(Records for this task):
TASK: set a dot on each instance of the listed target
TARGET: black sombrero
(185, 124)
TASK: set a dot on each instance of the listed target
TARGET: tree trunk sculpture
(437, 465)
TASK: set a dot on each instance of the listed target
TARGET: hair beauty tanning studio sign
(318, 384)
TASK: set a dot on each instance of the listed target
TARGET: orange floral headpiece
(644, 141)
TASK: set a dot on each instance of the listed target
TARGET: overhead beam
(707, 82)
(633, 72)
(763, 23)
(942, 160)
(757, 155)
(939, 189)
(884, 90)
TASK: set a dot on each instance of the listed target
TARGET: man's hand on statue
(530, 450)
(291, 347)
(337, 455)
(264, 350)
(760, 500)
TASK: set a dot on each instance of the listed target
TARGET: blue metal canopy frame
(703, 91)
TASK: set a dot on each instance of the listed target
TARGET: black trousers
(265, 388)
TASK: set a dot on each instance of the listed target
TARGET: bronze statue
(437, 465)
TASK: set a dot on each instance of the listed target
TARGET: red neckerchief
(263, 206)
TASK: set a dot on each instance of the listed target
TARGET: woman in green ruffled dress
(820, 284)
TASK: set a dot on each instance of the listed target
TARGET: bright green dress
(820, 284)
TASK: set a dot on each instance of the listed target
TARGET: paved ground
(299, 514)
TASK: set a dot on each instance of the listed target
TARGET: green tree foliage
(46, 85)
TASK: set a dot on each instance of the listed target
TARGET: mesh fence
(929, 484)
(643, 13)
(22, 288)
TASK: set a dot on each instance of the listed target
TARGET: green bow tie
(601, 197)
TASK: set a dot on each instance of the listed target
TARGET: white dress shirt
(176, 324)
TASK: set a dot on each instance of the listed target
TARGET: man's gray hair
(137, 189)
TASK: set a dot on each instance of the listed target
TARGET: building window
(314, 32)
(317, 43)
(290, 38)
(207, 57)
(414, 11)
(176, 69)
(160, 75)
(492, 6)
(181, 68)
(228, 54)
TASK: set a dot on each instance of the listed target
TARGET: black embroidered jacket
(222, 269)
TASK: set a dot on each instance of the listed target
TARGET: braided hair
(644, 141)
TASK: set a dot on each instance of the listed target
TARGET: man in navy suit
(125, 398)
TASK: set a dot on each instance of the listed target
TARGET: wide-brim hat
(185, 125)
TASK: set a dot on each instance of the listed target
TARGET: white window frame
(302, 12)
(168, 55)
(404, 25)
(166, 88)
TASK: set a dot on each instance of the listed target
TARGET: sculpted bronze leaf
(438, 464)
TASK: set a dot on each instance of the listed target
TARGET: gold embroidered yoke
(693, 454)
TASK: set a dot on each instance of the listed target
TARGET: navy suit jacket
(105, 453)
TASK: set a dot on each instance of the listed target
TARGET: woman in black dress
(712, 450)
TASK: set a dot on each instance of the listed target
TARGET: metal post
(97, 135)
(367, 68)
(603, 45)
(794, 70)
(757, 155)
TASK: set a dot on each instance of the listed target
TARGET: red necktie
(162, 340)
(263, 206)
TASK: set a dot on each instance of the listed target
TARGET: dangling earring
---
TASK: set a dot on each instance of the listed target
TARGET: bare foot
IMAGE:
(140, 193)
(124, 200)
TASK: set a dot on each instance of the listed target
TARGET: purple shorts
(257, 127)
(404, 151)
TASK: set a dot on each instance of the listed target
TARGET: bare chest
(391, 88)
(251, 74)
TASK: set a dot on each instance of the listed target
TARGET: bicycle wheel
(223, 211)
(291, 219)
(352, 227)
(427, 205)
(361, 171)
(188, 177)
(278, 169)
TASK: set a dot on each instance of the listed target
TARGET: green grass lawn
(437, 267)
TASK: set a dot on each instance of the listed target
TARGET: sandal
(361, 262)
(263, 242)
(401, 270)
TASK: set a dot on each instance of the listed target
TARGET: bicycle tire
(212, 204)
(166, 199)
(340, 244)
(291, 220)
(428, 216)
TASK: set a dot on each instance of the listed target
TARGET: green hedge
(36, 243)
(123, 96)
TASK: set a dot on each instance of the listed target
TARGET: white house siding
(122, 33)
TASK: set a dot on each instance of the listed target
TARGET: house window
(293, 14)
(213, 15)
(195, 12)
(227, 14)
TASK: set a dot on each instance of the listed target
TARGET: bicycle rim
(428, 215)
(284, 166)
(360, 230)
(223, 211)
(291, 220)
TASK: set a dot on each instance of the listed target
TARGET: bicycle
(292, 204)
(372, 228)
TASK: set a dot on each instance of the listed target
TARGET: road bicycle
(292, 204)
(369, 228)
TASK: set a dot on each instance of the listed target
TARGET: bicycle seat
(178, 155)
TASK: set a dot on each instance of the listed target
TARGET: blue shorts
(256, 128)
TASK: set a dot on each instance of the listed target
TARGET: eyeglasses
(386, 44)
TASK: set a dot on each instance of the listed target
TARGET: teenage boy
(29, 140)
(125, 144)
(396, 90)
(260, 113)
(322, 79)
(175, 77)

(Problem statement): Copy word for word the stretch of entries above from the line that has "TARGET: red necktie" through the line that has "TARGET: dangling earring", both ends included, and nothing outside it.

(Answer):
TARGET: red necktie
(162, 340)
(263, 206)
TASK: set a dot on each instance of the listed target
TARGET: dangling earring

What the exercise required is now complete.